Continue the article on American film producers' lost European revenue, beginning after its final sentence.

**Page text**

....

LOST REVENUE FROM EUROPE' NEW IMPORTANCE OF HOME MARKET A loss of approximately 2,500,000 dollars in annual revenue is being suffered by American producers as a result of the closure of over 1500 theatres, due to the German invasion of Poland, the Netherlands and France. Except for South America and the East, what remains of America’s foreign market is further dangerously threatened. Britain is practically the only Western country that is still open. Recently in New York, the European general manager for RKO- Radio said the changed conditions would necessitate an entirely new formula for operations in Europe. Other foreign department executives consider that the outlook could hardly be blacker than it is at the present moment. Turning to maps of Europe, they point in succession to Germany, Austria, Czechoslovakia, Poland, Italy, Denmark, Norway, Sweden, Holland, Belgium and the Balkans. PROPERTY LOSSES One foreign head declares that the foreign market should be written off entirely, and considers that there is little possibility of compensating for European losses in the Latin-American field. Most of the major distributors have been concentrating important sales activity in those countries for some years. Besides the immediate and future disappearance of revenue, the war has brought important losses in physical assets. A report by William C. Bullitt, United States Ambassador to France, indicates that all the American companies’ assets in Poland have been confiscated by the conquerors of that country. Several ships carrying films to ports in Western Europe were sunk by submarines or mines. Up to the middle of May last, losses in Holland and Belgium were not known in New York, and could not be estimated, because of the disruption in communications. Communications even from France and England, at that time, were subject to long delay. The position at the present moment must, therefore, be worse.

....

**Named-object pointing items**

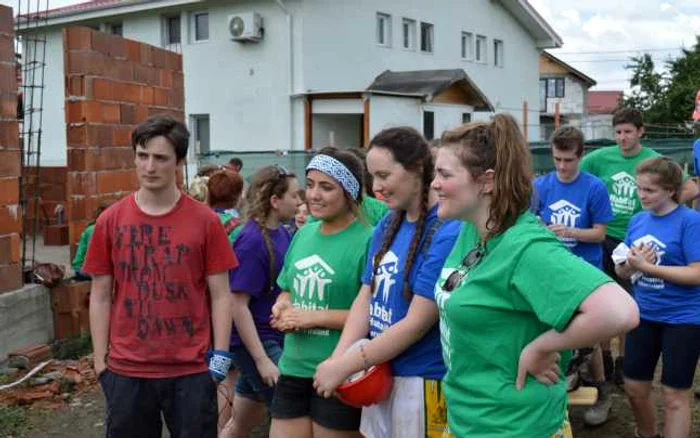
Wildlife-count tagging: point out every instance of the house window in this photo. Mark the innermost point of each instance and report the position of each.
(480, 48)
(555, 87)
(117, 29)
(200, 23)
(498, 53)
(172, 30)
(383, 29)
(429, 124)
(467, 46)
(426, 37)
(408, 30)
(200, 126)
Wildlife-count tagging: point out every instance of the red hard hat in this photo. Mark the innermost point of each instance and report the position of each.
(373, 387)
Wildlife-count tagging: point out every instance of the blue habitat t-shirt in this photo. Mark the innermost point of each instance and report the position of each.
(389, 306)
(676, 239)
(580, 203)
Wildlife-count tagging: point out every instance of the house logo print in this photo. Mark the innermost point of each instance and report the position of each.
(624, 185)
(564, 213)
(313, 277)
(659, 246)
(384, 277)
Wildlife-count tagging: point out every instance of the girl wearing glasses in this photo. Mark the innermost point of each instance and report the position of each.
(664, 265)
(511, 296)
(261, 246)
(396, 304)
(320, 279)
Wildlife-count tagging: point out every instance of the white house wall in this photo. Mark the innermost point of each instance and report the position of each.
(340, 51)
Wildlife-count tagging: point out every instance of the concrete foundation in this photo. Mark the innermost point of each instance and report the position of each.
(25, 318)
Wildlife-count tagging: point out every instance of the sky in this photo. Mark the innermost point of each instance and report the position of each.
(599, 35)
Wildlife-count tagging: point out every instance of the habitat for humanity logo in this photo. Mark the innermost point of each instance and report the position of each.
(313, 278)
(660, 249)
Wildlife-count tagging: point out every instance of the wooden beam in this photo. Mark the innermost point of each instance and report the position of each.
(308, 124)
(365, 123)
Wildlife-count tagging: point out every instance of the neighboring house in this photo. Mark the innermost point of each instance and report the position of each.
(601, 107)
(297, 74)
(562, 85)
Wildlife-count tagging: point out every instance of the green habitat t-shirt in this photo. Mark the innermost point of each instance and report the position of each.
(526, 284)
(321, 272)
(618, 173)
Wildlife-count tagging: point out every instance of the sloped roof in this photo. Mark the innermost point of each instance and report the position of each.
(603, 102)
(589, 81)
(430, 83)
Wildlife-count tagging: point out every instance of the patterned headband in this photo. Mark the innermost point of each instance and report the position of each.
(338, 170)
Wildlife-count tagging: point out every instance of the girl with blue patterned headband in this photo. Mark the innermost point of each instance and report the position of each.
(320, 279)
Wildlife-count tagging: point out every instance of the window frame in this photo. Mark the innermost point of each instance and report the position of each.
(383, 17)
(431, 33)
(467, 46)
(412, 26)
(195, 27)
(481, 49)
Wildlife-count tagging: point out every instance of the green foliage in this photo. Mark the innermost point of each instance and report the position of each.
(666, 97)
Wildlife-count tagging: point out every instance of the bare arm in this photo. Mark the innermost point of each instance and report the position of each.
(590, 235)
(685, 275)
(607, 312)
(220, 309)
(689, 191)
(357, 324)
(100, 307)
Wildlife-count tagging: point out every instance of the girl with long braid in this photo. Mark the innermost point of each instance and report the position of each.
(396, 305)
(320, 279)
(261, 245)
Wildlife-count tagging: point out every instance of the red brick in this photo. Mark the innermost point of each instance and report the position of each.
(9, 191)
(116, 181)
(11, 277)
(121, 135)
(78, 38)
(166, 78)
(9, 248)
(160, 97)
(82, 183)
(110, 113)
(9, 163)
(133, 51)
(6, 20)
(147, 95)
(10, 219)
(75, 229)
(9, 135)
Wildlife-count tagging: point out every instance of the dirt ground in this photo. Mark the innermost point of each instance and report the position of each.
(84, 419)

....

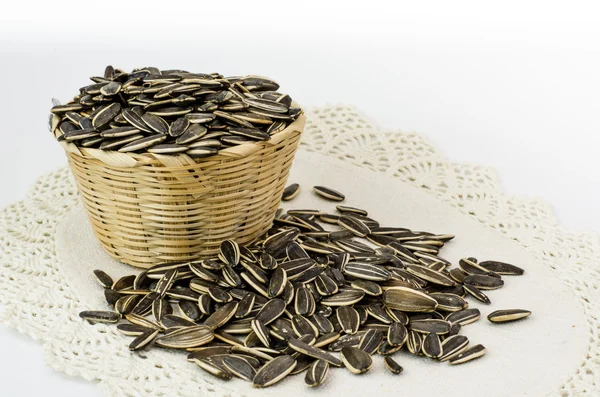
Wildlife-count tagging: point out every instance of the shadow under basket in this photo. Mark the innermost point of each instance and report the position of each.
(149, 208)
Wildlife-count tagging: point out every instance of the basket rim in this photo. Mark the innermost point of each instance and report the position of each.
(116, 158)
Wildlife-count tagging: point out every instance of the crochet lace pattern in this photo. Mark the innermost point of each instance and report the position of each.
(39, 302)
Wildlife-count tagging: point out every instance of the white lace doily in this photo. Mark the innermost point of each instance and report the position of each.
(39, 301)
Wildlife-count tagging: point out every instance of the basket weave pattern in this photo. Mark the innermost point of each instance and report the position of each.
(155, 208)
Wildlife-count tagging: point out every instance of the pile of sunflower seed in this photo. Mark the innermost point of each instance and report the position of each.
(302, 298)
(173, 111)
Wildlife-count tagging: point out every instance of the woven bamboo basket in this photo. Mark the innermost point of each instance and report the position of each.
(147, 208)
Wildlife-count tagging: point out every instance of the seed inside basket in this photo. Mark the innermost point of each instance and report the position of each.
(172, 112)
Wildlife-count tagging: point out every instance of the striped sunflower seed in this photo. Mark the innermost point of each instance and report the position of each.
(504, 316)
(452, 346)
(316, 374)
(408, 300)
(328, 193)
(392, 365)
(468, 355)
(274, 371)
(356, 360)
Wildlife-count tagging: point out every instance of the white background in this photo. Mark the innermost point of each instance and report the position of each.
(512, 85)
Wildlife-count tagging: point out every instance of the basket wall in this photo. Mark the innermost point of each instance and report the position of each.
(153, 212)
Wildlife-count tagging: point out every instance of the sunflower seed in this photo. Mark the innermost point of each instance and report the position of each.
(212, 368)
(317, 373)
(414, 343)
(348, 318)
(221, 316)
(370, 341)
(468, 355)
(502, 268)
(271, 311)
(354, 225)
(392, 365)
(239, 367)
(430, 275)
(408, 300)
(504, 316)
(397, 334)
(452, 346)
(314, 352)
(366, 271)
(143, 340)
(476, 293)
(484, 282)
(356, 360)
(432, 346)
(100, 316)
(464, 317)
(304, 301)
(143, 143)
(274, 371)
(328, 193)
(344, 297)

....

**Result of the task**
Revenues from the British Empire, already reduced and restricted by war

conditions, have been further affected by the agreement between American distributors and the Australian Government whereby 50 per cent, of their revenue is to be retained in Australia. FACING THE FUTURE What changes in American production plans do all these conditions portend? The aim is to increase America’s domestic revenue by 40 per cent, since that is the percentage loss estimated in foreign revenue. The position is thus briefly stated by one executive. ' With foreign revenue cut off—with a prolonged war threatening finally to shut off every dollar from abroad except in Central and South America—we are faced with the necessity of living within our American revenue, if we are to live at all; and the question as to whether or not we can sustain ourselves will be pretty largely determined in the coming year by what we are able to show with the new season’s pictures.” The effort toward higher quality in pictures, with a view to increased earnings in the American home market, must, therefore, be the policy of American producers generally.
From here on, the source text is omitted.